▸ Do this
How many lines in the records below contain the string "surface", counting only matches with the same case? Reply with the number alone.

▸ Stored records
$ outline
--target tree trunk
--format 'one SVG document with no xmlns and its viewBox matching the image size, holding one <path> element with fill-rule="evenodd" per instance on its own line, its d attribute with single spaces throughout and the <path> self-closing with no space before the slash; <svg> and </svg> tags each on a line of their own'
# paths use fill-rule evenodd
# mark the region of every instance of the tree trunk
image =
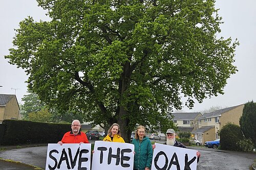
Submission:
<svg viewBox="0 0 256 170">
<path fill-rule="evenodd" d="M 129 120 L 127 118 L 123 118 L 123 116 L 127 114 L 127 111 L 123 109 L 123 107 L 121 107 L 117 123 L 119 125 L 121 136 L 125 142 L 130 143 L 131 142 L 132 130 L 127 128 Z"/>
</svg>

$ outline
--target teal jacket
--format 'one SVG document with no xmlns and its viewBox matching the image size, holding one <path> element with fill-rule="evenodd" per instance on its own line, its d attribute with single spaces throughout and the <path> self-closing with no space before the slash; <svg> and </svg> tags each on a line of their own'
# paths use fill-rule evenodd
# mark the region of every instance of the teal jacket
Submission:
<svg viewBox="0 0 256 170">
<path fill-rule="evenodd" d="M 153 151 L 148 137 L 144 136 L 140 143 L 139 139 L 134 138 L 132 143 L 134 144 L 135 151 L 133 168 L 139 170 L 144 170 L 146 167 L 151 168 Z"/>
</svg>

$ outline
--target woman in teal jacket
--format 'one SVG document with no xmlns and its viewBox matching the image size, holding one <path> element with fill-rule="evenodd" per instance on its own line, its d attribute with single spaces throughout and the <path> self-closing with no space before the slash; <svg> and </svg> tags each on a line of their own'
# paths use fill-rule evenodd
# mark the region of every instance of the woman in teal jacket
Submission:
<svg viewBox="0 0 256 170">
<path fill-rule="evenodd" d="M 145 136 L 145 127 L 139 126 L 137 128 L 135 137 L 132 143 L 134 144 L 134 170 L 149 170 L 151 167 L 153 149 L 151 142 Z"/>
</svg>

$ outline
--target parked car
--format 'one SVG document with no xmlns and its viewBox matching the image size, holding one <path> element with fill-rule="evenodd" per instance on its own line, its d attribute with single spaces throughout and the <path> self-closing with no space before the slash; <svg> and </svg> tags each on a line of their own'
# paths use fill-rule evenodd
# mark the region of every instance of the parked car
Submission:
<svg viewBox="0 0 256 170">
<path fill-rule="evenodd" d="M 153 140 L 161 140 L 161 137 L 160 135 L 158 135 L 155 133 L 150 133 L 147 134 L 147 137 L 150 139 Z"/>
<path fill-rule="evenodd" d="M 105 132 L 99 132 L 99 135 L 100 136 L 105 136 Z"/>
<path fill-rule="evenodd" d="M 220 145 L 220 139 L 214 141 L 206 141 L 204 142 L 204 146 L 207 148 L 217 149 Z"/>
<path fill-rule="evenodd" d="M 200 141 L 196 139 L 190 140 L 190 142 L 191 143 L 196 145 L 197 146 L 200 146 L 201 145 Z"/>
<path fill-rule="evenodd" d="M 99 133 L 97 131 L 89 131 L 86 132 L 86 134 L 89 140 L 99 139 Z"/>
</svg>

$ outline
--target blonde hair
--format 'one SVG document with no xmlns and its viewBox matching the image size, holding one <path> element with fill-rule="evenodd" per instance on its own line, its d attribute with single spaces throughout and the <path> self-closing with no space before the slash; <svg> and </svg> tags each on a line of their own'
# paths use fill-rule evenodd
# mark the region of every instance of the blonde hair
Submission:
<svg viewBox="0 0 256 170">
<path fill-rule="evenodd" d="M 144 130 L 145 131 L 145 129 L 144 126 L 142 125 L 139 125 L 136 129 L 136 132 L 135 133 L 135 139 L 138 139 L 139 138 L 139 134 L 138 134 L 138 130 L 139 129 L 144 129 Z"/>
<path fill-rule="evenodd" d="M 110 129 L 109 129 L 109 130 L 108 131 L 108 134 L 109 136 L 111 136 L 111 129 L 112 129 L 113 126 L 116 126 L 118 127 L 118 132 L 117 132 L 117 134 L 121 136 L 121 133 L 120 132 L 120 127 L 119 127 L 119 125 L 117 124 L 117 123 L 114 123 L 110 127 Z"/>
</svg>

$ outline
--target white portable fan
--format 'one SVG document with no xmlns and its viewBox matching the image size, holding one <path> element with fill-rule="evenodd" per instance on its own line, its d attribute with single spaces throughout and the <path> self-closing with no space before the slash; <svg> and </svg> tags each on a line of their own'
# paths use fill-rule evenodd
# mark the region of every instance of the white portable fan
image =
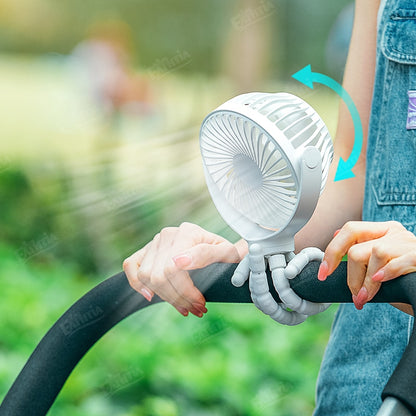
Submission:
* * *
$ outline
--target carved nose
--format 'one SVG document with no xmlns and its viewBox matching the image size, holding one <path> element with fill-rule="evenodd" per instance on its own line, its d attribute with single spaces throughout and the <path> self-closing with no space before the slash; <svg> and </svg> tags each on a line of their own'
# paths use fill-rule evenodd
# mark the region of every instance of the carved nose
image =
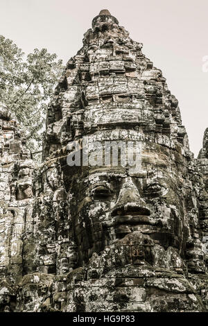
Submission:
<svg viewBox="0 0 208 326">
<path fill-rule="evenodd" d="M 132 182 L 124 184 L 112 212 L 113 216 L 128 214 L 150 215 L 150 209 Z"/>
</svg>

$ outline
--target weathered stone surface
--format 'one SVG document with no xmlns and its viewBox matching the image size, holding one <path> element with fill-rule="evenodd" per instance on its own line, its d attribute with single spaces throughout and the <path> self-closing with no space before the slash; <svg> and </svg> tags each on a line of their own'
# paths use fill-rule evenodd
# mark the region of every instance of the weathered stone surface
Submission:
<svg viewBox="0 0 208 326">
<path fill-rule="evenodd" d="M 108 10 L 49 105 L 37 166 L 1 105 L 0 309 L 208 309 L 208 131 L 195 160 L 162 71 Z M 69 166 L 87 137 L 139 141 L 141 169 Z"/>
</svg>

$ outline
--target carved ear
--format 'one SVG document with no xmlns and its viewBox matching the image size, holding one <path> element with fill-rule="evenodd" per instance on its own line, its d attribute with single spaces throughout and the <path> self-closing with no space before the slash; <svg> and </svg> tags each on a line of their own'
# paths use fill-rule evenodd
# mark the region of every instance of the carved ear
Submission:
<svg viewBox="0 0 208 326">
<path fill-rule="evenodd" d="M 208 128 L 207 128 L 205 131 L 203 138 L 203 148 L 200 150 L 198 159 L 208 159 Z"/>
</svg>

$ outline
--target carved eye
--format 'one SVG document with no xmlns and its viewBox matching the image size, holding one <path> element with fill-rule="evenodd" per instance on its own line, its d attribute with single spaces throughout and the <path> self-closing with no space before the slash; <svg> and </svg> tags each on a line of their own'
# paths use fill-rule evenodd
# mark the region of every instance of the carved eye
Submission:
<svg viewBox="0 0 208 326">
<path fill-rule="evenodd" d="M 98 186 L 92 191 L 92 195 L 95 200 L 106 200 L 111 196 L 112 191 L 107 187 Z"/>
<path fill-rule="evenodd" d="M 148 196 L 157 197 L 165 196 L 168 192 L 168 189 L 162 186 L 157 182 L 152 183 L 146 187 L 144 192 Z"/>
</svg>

▸ Task response
2